**Document passage**
▼▼▼

Fully explain your ideas

To get an excellent score in the IELTS Task 2 writing section, one of the easiest and most effective tips is structuring your writing in the most solid format. A great argument essay structure may be divided to four paragraphs, in which comprises of four sentences (excluding the conclusion paragraph, which comprises of three sentences).

For we to consider an essay structure a great one, it should be looking like this:

  • Paragraph 1 - Introduction
    • Sentence 1 - Background statement
    • Sentence 2 - Detailed background statement
    • Sentence 3 - Thesis
    • Sentence 4 - Outline sentence
  • Paragraph 2 - First supporting paragraph
    • Sentence 1 - Topic sentence
    • Sentence 2 - Example
    • Sentence 3 - Discussion
    • Sentence 4 - Conclusion
  • Paragraph 3 - Second supporting paragraph
    • Sentence 1 - Topic sentence
    • Sentence 2 - Example
    • Sentence 3 - Discussion
    • Sentence 4 - Conclusion
  • Paragraph 4 - Conclusion
    • Sentence 1 - Summary
    • Sentence 2 - Restatement of thesis
    • Sentence 3 - Prediction or recommendation

Our recommended essay structure above comprises of fifteen (15) sentences, which will make your essay approximately 250 to 275 words.

▲▲▲

**Data excerpts**
▼▼▼

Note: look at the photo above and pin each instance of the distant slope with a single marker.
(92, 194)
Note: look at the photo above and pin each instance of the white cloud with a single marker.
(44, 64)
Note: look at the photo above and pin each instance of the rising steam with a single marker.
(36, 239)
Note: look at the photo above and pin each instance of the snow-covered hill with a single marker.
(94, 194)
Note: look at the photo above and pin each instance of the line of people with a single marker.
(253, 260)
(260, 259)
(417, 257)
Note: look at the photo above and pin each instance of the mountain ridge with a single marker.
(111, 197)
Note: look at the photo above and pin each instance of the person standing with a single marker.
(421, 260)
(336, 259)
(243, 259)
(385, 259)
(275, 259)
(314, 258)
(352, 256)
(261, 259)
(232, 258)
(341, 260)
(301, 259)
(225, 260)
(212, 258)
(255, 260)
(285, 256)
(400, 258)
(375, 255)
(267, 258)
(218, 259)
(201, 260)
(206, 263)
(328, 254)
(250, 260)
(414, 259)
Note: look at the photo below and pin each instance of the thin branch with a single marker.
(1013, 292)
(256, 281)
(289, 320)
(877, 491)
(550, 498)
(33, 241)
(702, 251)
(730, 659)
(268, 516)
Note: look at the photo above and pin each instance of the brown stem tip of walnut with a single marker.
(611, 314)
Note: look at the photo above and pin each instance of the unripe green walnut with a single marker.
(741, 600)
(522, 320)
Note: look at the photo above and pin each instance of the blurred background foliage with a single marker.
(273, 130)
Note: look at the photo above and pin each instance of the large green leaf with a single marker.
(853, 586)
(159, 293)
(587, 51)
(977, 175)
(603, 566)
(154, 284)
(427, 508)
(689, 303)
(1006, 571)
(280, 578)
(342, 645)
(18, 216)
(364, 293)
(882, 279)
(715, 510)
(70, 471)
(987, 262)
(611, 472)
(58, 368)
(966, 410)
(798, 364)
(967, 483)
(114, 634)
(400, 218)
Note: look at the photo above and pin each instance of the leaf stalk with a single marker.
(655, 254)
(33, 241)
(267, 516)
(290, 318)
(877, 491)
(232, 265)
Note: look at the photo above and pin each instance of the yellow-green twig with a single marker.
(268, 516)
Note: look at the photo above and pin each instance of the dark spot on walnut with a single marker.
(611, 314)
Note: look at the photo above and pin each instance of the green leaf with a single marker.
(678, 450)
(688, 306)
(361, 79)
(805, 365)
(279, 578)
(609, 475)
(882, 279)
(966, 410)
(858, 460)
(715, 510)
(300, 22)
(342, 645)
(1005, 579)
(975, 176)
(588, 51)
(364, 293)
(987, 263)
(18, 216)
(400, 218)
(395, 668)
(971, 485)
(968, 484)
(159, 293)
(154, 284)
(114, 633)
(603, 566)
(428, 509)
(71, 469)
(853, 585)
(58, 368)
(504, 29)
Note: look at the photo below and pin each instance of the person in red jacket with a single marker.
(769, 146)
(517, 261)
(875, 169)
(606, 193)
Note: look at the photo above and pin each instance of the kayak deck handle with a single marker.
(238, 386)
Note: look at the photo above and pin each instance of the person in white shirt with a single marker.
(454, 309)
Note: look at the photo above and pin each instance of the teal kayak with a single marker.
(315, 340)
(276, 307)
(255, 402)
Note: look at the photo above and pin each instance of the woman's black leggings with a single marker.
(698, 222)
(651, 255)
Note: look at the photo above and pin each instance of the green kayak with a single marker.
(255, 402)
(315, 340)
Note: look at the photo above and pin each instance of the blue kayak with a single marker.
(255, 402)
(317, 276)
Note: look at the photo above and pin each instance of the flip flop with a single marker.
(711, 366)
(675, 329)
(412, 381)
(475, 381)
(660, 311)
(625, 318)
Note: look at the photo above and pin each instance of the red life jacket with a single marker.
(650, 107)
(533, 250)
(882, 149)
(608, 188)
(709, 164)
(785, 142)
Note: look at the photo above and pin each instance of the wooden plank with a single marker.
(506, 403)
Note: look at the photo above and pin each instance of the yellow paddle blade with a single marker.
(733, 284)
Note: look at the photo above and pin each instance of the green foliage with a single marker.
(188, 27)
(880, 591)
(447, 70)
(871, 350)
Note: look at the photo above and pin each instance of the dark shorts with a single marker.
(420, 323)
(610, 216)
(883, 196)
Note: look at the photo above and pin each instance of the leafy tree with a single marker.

▲▲▲

Repeat the part of the IELTS essay guide between "To get an excellent" and "of three sentences).", inclusive. The records come from a separate source.

**Solution for this exercise**
To get an excellent score in the IELTS Task 2 writing section, one of the easiest and most effective tips is structuring your writing in the most solid format. A great argument essay structure may be divided to four paragraphs, in which comprises of four sentences (excluding the conclusion paragraph, which comprises of three sentences).